◆ **TASK TO COMPLETE**
Please retype all of the following entries exactly.

◆ **RECORDS SUPPLIED**
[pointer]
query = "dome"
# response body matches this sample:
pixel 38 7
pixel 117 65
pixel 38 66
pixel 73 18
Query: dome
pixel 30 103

◆ **TASK RESULT**
[pointer]
query = "dome"
# response body matches this sample:
pixel 38 7
pixel 117 65
pixel 38 66
pixel 73 18
Query: dome
pixel 30 103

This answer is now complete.